• **SHORT PROBLEM**
Turn the material below into a JSON list of strings, with each line as its own string and blank lines left out.

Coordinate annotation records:
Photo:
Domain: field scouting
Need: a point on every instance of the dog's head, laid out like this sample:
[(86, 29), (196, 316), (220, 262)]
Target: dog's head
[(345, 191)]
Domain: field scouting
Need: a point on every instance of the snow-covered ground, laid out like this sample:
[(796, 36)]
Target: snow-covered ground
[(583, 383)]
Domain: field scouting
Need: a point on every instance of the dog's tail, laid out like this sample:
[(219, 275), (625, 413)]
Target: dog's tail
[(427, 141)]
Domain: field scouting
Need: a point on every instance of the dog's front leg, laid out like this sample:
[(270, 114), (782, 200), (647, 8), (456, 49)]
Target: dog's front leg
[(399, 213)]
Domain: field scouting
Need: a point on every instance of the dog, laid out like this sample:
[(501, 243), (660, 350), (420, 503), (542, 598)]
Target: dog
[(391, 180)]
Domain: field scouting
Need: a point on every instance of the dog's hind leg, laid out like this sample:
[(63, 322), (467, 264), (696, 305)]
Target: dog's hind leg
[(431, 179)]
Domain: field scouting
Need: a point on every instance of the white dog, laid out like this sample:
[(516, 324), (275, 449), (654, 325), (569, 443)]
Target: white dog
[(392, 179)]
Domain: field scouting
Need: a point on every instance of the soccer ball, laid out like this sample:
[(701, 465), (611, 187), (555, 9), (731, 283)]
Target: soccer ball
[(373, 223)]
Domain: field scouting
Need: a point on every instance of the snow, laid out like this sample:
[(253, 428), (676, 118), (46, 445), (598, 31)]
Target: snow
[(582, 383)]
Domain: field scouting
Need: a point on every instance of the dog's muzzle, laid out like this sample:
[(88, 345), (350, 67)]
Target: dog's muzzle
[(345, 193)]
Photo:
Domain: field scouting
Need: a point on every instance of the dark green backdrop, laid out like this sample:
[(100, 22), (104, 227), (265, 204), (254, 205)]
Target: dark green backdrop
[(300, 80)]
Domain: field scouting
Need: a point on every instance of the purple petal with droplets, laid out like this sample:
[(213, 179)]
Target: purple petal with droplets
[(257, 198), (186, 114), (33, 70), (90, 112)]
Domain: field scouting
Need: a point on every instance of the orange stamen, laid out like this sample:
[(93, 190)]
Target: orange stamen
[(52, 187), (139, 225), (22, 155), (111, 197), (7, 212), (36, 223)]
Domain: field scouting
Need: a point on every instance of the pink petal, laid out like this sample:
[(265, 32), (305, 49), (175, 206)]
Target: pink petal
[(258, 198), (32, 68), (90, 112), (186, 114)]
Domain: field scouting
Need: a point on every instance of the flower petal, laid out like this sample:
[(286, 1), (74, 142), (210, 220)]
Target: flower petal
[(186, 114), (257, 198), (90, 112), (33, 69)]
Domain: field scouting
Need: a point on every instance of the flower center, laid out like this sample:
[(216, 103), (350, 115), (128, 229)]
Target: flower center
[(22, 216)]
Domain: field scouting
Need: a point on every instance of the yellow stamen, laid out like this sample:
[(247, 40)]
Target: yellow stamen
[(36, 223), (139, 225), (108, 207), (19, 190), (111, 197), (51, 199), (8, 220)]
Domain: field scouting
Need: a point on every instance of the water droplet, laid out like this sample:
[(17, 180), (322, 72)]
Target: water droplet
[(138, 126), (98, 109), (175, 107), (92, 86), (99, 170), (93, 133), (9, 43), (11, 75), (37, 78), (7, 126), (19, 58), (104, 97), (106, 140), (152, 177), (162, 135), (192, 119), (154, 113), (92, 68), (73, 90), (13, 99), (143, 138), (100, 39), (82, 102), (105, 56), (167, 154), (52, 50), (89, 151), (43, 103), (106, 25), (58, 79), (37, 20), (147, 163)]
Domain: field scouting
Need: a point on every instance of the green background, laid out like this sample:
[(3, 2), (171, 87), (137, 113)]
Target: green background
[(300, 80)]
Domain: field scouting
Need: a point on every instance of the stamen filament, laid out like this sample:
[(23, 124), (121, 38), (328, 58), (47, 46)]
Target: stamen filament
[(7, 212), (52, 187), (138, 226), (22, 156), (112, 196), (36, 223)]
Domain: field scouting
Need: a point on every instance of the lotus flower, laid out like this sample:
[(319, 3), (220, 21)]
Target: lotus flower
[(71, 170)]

• **REPLY**
[
  "Photo:",
  "Domain: field scouting",
  "Need: a point on every instance of the dog's head, laid out like this sample:",
  "[(86, 29), (196, 316), (220, 262)]",
  "Target: dog's head",
  "[(345, 191)]",
  "Domain: field scouting",
  "Need: a point on every instance of the snow-covered ground, laid out like this sample:",
  "[(796, 36)]",
  "Target: snow-covered ground",
  "[(583, 383)]",
  "Domain: field scouting",
  "Need: a point on every instance of the dog's tail, laid out like this sample:",
  "[(219, 275), (625, 413)]",
  "Target: dog's tail",
  "[(427, 141)]",
  "Domain: field scouting",
  "Need: a point on every instance of the dog's front leg, laid out like this sample:",
  "[(270, 114), (782, 200), (647, 8), (456, 49)]",
  "Target: dog's front leg",
  "[(399, 213)]",
  "Domain: field scouting",
  "Need: a point on every instance of the dog, laid out like this sample:",
  "[(501, 243), (660, 350), (420, 503), (542, 598)]",
  "Target: dog",
  "[(391, 180)]",
  "Domain: field scouting",
  "Need: a point on every instance of the dog's hind leg, laid out like this sample:",
  "[(63, 322), (467, 264), (696, 305)]",
  "Target: dog's hind leg",
  "[(431, 179)]",
  "Domain: field scouting",
  "Need: a point on every instance of the white dog, laid out like this sample:",
  "[(516, 324), (275, 449), (654, 325), (569, 443)]",
  "Target: white dog",
  "[(392, 179)]",
  "Domain: field scouting",
  "Need: a point on every instance of the soccer ball, laid out like this sample:",
  "[(701, 465), (611, 187), (555, 9), (731, 283)]",
  "Target: soccer ball",
  "[(373, 223)]",
  "Domain: field scouting",
  "Need: a point on every instance of the snow, laid out like this sample:",
  "[(253, 428), (676, 118), (46, 445), (598, 31)]",
  "Target: snow",
  "[(582, 383)]",
  "Domain: field scouting",
  "Need: a point on every instance of the dog's muzzle, laid out like this sample:",
  "[(88, 345), (350, 67)]",
  "Target: dog's muzzle",
  "[(345, 193)]",
  "Photo:",
  "Domain: field scouting",
  "Need: a point on every instance of the dark green backdrop, laid out like this sample:",
  "[(100, 22), (104, 227), (265, 204), (254, 205)]",
  "Target: dark green backdrop",
  "[(300, 80)]",
  "Domain: field scouting",
  "Need: a point on every instance of the purple petal with droplets, laid out like this sample:",
  "[(213, 179)]",
  "Target: purple petal with droplets",
  "[(257, 198), (186, 114), (33, 70), (90, 112)]",
  "Domain: field scouting",
  "Need: a point on every instance of the orange stamen, laid out like this sample:",
  "[(93, 190)]",
  "Target: orange stamen",
  "[(52, 187), (139, 225), (22, 155), (111, 197), (7, 212), (36, 223)]",
  "Domain: field scouting",
  "Need: a point on every instance of the pink petal, laid out like this sample:",
  "[(265, 32), (305, 49), (175, 206)]",
  "Target: pink petal",
  "[(258, 198), (32, 68), (90, 112), (186, 114)]",
  "Domain: field scouting",
  "Need: a point on every instance of the flower petal, laid out like this sample:",
  "[(286, 1), (74, 142), (210, 220)]",
  "Target: flower petal",
  "[(186, 114), (257, 198), (90, 112), (33, 69)]",
  "Domain: field scouting",
  "Need: a point on every instance of the flower center, laid out like this sample:",
  "[(216, 103), (350, 115), (128, 229)]",
  "Target: flower center",
  "[(22, 216)]",
  "Domain: field scouting",
  "Need: a point on every instance of the yellow stamen, laid out like this sample:",
  "[(247, 40)]",
  "Target: yellow stamen",
  "[(36, 223), (139, 225), (108, 207), (19, 190), (111, 197), (51, 199), (8, 220)]",
  "Domain: field scouting",
  "Need: a point on every instance of the water droplet, laid out like this sample:",
  "[(17, 180), (322, 72)]",
  "Target: water droplet",
  "[(138, 126), (98, 109), (175, 107), (92, 86), (99, 170), (93, 133), (9, 43), (11, 75), (37, 78), (7, 126), (19, 58), (104, 97), (106, 140), (152, 177), (162, 135), (192, 119), (154, 113), (92, 68), (73, 90), (13, 99), (143, 138), (100, 39), (82, 102), (105, 56), (167, 154), (52, 50), (89, 151), (43, 103), (106, 25), (58, 79), (37, 20), (147, 163)]",
  "Domain: field scouting",
  "Need: a point on every instance of the green background, laid out like this sample:",
  "[(3, 2), (171, 87), (137, 113)]",
  "Target: green background",
  "[(300, 80)]",
  "Domain: field scouting",
  "Need: a point on every instance of the stamen filament, laid out like this sample:",
  "[(23, 124), (121, 38), (328, 58), (47, 46)]",
  "Target: stamen filament",
  "[(7, 212), (52, 187), (138, 226), (22, 156), (112, 196), (36, 223)]",
  "Domain: field scouting",
  "Need: a point on every instance of the lotus flower, laid out like this sample:",
  "[(319, 3), (220, 21)]",
  "Target: lotus flower",
  "[(71, 170)]"
]